Task requirements. Duplicate the part of the text on the genetic testing bill starting at "With US employers" and ending at "Non-Discrimination Act (GINA).".

Provided passage.
----------------------------------------
Employees can refuse to comply, but risk being penalised by having to fork out thousands of dollars in extra health insurance payments – the threat of which might be enough to coerce them into going along with it.

This inflammatory proposal has been backed by Republican members of the House of Representatives Committee on Education and the Workforce.

With US employers funding a large chunk of employees’ health insurance, they may, understandably, want to rule out staff having certain health risks, which would in turn keep premiums down. Sure, genetic tests can quantify some of those risks. But the bill blows a huge hole in the principle that genetic testing should be voluntary and directly undermines the US Genetic Information and Non-Discrimination Act (GINA).

What’s more, many of the risk-reducing options for those few genetic conditions where testing is considered a good guide to the chance of serious illness are highly personal decisions. These should have nothing to do with an employer.

They include reproductive choices and prophylactic surgery. Such options would apply, for example, to those with a risk of passing on a serious genetic disease to children or with gene variants that dramatically increase risk of breast cancer. If there is coercion in testing, could there be coercion over such life-changing choices as forgoing a family or having major surgery?
----------------------------------------
Input data.

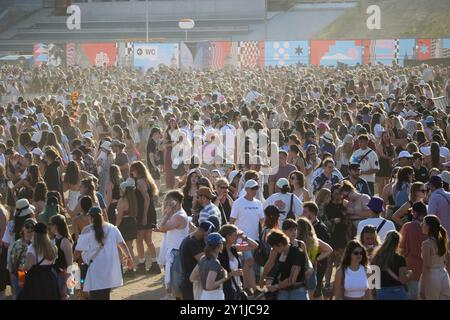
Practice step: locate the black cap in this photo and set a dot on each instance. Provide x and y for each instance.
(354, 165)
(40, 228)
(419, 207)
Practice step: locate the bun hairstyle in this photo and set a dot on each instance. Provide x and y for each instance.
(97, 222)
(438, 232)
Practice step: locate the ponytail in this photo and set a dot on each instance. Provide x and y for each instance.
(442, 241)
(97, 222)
----------------------------------------
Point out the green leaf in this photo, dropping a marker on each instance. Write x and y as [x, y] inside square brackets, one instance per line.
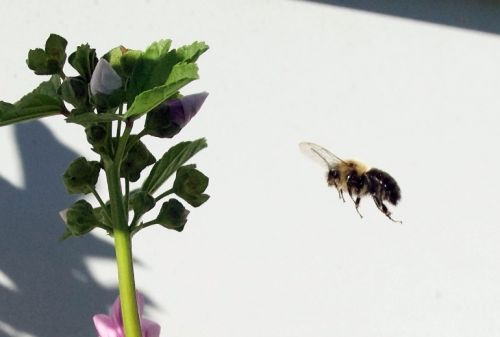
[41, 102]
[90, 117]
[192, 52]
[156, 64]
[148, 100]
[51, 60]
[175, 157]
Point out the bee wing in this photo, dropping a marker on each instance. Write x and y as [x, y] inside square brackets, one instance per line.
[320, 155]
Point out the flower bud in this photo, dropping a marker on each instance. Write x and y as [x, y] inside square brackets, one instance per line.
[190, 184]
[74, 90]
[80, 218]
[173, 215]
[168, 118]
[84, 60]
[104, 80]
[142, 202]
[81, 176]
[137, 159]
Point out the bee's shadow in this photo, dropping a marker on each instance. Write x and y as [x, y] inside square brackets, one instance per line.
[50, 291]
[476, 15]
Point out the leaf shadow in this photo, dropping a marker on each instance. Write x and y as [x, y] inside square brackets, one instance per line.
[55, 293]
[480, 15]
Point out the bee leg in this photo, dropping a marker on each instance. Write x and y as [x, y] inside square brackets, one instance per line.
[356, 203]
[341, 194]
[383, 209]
----------------------------------------
Result of the exercise.
With US employers funding a large chunk of employees’ health insurance, they may, understandably, want to rule out staff having certain health risks, which would in turn keep premiums down. Sure, genetic tests can quantify some of those risks. But the bill blows a huge hole in the principle that genetic testing should be voluntary and directly undermines the US Genetic Information and Non-Discrimination Act (GINA).